> _TEXT SHOWN_:
Squid, Homboldt or Jumbo
Capture method — Jig
Capture area — South East Pacific (FAO 87)
Stock area — All areas
Stock detail — All Areas
The Humboldt squid population is unknown and is classed as data-deficient by the IUCN. The species is managed by escapement i.e. ensuring enough of the stock is left at the end of the fishing season to populate next years stock. However, there are issues with Illegal, Unreported, and Unregulated (IUU) fishing which can undermine management’s efforts. To become more sustainable, the fishery needs to improve its enforcement and forecasting of future populations to accurately determine how many squid should be caught in the following fishing season.
The jumbo squid is the world’s largest nektonic squid reaching sizes up to 4 m total length. Jumbo squid ranges have increased over recent years and ranges from subtropical North and South America and more recently found off southern Chile, the West Coast of the United States and even as far as Alaska. They range from 660 to 2,300 feet in the eastern Pacific. Environmental conditions have a significant impact on recruitment and their population size. Jumbo squid reproduce in two cohorts with an autumn/winter cohort and another in spring/summer and are highly fertile.
The stock status of the Humboldt squid is unknown and the ICUN consider the stock as a data-deficient species. Their population size varies considerably with environmental variability particularly due to the El Nino. Since the 2009-2010 El Nino, landings have remained at historic lows. This is due to warmer sea surface temperatures and a lower coastal upwelling index. The converse is found for La Nina. Additionally, historic low landings are due to prolonged weak winds and extremely low chlorophyll a concentrations. This creates unfavourable habitats and feeding grounds for the squid which in turn means that squid mature at reduced sizes, grow to a smaller size and produce fewer eggs. Understanding the impact of environmental variability on squid is vital so that managers can determine and forecast the size of the stock and how high to set the quota to maintain a sustainable stock. Whilst the stock status is unknown, a recent study proposed that global cephalopod species are increasing due to increased favourable conditions in terms of climate and food sources. Since fishing has reduced cephalopod predators, it has enabled cephalopod species to flourish in previously unhabited areas. Though, squid catches have mainly reduced. The Dosidicus gigas fishery began in the 1990s and since then, fishing pressure has significantly increased with catches peaking in 2004, catches thereafter have remained between 650,000 and 950,000 MT. The largest fleets catching the Humboldt squid are Peruvian, Chinese, Chilian, Mexican vessels.

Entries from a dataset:
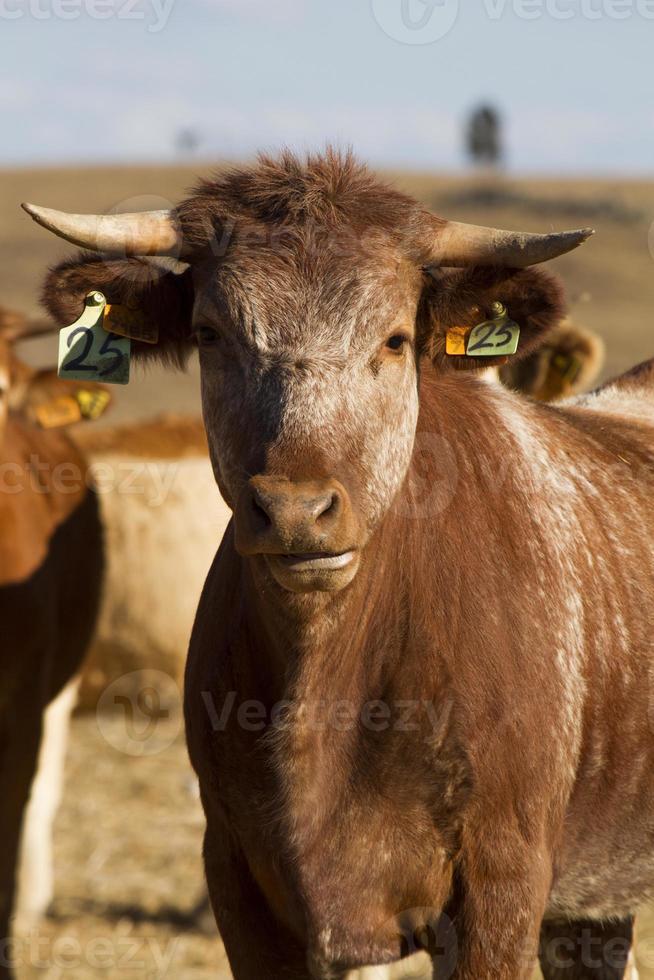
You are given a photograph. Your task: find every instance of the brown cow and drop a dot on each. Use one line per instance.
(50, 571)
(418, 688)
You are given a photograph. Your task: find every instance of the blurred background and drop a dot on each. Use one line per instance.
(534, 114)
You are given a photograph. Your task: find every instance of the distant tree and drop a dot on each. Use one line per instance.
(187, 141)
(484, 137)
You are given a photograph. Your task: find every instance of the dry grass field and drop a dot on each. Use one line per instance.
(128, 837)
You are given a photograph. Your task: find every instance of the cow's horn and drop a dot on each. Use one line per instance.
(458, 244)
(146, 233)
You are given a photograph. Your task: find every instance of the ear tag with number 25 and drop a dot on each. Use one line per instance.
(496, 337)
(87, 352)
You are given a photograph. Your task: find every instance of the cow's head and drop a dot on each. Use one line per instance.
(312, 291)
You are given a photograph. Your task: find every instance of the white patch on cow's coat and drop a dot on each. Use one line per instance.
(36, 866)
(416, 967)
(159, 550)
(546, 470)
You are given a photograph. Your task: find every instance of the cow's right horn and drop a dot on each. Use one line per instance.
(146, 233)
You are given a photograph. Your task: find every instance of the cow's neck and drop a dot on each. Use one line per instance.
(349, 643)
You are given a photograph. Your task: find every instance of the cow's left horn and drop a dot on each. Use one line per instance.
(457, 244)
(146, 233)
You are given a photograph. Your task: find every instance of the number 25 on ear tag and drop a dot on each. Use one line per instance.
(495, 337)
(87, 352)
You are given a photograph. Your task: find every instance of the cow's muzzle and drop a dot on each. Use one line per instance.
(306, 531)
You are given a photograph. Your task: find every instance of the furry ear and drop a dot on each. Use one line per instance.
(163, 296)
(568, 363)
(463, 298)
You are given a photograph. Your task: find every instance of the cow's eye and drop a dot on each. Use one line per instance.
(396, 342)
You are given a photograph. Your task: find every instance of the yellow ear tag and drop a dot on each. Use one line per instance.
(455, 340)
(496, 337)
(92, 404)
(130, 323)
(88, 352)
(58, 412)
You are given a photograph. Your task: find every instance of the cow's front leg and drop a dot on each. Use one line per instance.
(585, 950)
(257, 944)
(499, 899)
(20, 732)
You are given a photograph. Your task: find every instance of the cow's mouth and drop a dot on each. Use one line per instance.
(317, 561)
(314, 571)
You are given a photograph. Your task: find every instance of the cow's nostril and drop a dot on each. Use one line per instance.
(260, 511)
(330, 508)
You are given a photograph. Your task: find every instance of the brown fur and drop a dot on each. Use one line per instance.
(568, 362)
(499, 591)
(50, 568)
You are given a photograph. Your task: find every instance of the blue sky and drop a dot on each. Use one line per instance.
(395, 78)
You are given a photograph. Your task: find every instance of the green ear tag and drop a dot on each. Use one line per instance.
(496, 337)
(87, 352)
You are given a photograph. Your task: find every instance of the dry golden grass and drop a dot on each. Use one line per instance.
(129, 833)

> _SET TASKS_:
A) Answer these from the Humboldt squid profile:
(i) What capture method is listed?
(ii) Up to what total length can jumbo squid grow?
(iii) In what year did catches peak?
B) List the nationalities of the largest fleets catching the Humboldt squid, as named in the Humboldt squid profile.
C) Extract the passage of the Humboldt squid profile that begins at the words "Stock area —" and stops after "following fishing season.".

> _ANSWERS FOR THE TASKS_:
A)
(i) Jig
(ii) Up to 4 m
(iii) 2004

B) Peruvian, Chinese, Chilian, Mexican

C)
Stock area — All areas
Stock detail — All Areas
The Humboldt squid population is unknown and is classed as data-deficient by the IUCN. The species is managed by escapement i.e. ensuring enough of the stock is left at the end of the fishing season to populate next years stock. However, there are issues with Illegal, Unreported, and Unregulated (IUU) fishing which can undermine management’s efforts. To become more sustainable, the fishery needs to improve its enforcement and forecasting of future populations to accurately determine how many squid should be caught in the following fishing season.